Reading passage >>
The zero matrix is always square.
  1. True
  2. False
2. 
The identity matrix is always square.
  1. True
  2. False
3. 
If [math]I[/math] is the identity matrix, and [math]A[/math] has the same dimensions as [math]I[/math], then [math]AI = IA[/math].
  1. True
  2. False
4. 
For a non-zero matrix A, if [math]AB=0[/math], then B must be the zero matrix.
  1. True
  2. False
5. 
For the 3-by-3 identity matrix [math]I_3[/math], and a given non-square matrix [math]A[/math], if [math]I_3A = A[/math], then [math]AI_3=A[/math].
  1. True
  2. False
6. 
Which of the following are identity matrices? There may be more than one correct answer.
  1. [math][[1,0,0],[0,1,0],[0,0,1]][/math]
  2. [math][[1,0,0],[1,0,0],[1,0,0]][/math]
  3. [math][[1,0],[0,1]][/math]
  4. [math][[1,1],[1,1]][/math]
7. 
If [math]A[/math] is a 5-by-3 non-zero matrix, which of the following expressions, if evaluated, would yield the matrix [math]A[/math] as the answer? Choose all correct answers.

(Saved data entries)
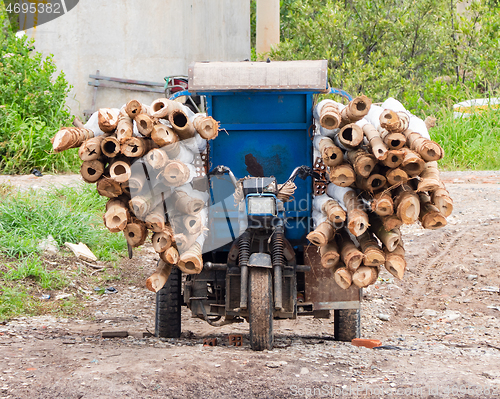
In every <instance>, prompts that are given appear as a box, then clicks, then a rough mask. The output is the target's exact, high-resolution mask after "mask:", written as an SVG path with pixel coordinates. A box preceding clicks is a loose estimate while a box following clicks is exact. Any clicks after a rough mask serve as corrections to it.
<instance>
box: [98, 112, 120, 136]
mask: <svg viewBox="0 0 500 399" xmlns="http://www.w3.org/2000/svg"><path fill="white" fill-rule="evenodd" d="M97 123H98V124H99V129H101V130H102V131H103V132H104V133H111V132H114V131H115V129H116V126H117V125H118V114H117V113H116V112H115V111H114V110H112V109H111V108H101V109H100V110H99V112H98V114H97Z"/></svg>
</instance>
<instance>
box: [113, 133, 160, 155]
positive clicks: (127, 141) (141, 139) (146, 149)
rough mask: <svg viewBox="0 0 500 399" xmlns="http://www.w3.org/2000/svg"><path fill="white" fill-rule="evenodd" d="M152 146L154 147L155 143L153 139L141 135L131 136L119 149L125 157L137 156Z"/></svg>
mask: <svg viewBox="0 0 500 399" xmlns="http://www.w3.org/2000/svg"><path fill="white" fill-rule="evenodd" d="M154 147H156V144H155V142H154V141H153V140H150V139H146V138H142V137H132V138H130V139H128V140H127V141H125V142H124V143H123V144H122V145H121V148H120V151H121V153H122V154H123V155H125V156H126V157H129V158H139V157H142V156H144V155H145V154H147V153H148V152H149V151H151V150H152V149H153V148H154Z"/></svg>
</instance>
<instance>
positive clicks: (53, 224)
mask: <svg viewBox="0 0 500 399" xmlns="http://www.w3.org/2000/svg"><path fill="white" fill-rule="evenodd" d="M0 200H1V202H0V251H1V253H2V254H3V255H6V256H8V257H25V256H29V255H32V254H37V253H40V249H39V248H38V245H39V243H40V241H41V240H43V239H46V238H47V237H48V235H52V237H54V239H55V240H56V241H57V243H58V244H59V245H60V246H62V245H64V243H65V242H71V243H78V242H83V243H84V244H87V245H88V246H89V248H90V249H91V250H92V251H93V252H94V253H95V254H96V256H98V257H99V258H100V259H101V260H106V261H116V260H117V259H118V255H119V254H120V253H122V254H123V253H124V251H125V249H126V241H125V239H124V238H123V236H122V235H120V234H112V233H110V232H109V231H108V230H107V229H106V228H105V227H104V226H103V223H102V214H103V210H104V208H105V203H106V199H105V198H103V197H100V196H99V195H98V193H97V192H96V191H95V188H94V187H93V186H89V185H82V186H80V187H76V188H73V187H65V188H61V189H55V190H52V191H49V192H42V191H36V192H35V191H27V192H22V193H21V192H12V193H7V194H5V195H2V196H0Z"/></svg>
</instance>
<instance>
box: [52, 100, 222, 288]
mask: <svg viewBox="0 0 500 399" xmlns="http://www.w3.org/2000/svg"><path fill="white" fill-rule="evenodd" d="M218 130H219V124H218V122H216V121H215V120H214V119H213V118H212V117H209V116H206V115H205V114H194V113H193V112H192V111H191V110H190V109H189V108H187V107H186V106H184V105H183V104H181V103H178V102H176V101H171V100H168V99H166V98H160V99H157V100H155V101H154V102H153V103H152V104H151V106H147V105H144V104H141V103H140V102H138V101H136V100H132V101H130V102H128V103H127V104H126V105H124V106H123V107H122V108H121V109H110V108H105V109H100V110H99V111H98V112H96V113H94V114H93V115H92V117H91V118H90V119H89V121H88V122H87V124H86V125H85V126H84V127H79V128H78V127H68V128H62V129H61V130H60V131H59V132H58V133H57V134H56V136H55V137H54V139H53V141H52V144H53V150H54V151H55V152H59V151H63V150H66V149H69V148H77V147H79V150H78V154H79V156H80V158H81V160H82V161H83V163H82V167H81V170H80V172H81V175H82V178H83V179H84V180H85V181H86V182H88V183H95V184H96V187H97V191H98V192H99V194H100V195H102V196H105V197H108V198H109V200H108V202H107V204H106V211H105V214H104V224H105V226H106V227H107V228H108V229H109V230H110V231H111V232H120V231H121V232H123V234H124V235H125V238H126V240H127V243H128V244H129V246H130V247H132V248H135V247H138V246H140V245H142V244H144V242H145V240H146V239H147V237H148V235H149V234H150V233H151V241H152V245H153V248H154V250H155V251H156V252H158V253H159V256H160V262H159V266H158V269H157V270H156V271H155V273H154V274H153V275H152V276H151V277H149V278H148V280H147V282H146V285H147V287H148V288H149V289H150V290H152V291H154V292H157V291H158V290H159V289H161V288H162V287H163V285H164V283H165V282H166V280H167V278H168V275H169V274H170V270H171V267H172V265H177V266H178V267H179V268H180V269H181V270H182V271H183V272H185V273H190V274H194V273H200V272H201V270H202V268H203V261H202V247H203V243H204V240H205V237H206V232H207V227H206V226H207V209H206V205H207V200H208V194H207V192H205V191H200V190H197V189H196V188H195V187H202V186H204V185H203V184H196V183H197V182H198V183H200V180H203V179H204V177H203V176H200V173H199V171H198V172H197V170H196V167H195V164H198V165H202V164H203V163H202V162H201V159H200V153H201V152H203V151H204V150H205V148H206V146H207V140H212V139H214V138H216V137H217V135H218ZM203 174H204V172H202V173H201V175H203ZM205 187H206V185H205Z"/></svg>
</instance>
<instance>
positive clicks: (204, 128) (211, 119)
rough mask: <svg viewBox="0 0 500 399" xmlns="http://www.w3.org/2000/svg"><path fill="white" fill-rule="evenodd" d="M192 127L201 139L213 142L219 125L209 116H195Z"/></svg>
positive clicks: (218, 126)
mask: <svg viewBox="0 0 500 399" xmlns="http://www.w3.org/2000/svg"><path fill="white" fill-rule="evenodd" d="M193 125H194V128H195V129H196V131H197V132H198V133H199V135H200V136H201V137H203V138H204V139H206V140H213V139H215V138H216V137H217V135H218V134H219V123H218V122H217V121H216V120H215V119H214V118H212V117H211V116H203V115H200V114H198V115H196V116H195V118H194V119H193Z"/></svg>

Exercise >> Reproduce the matrix quiz from "Which of the following are" to "all correct answers.".

Response box >>
Which of the following are identity matrices? There may be more than one correct answer.
  1. [math][[1,0,0],[0,1,0],[0,0,1]][/math]
  2. [math][[1,0,0],[1,0,0],[1,0,0]][/math]
  3. [math][[1,0],[0,1]][/math]
  4. [math][[1,1],[1,1]][/math]
7. 
If [math]A[/math] is a 5-by-3 non-zero matrix, which of the following expressions, if evaluated, would yield the matrix [math]A[/math] as the answer? Choose all correct answers.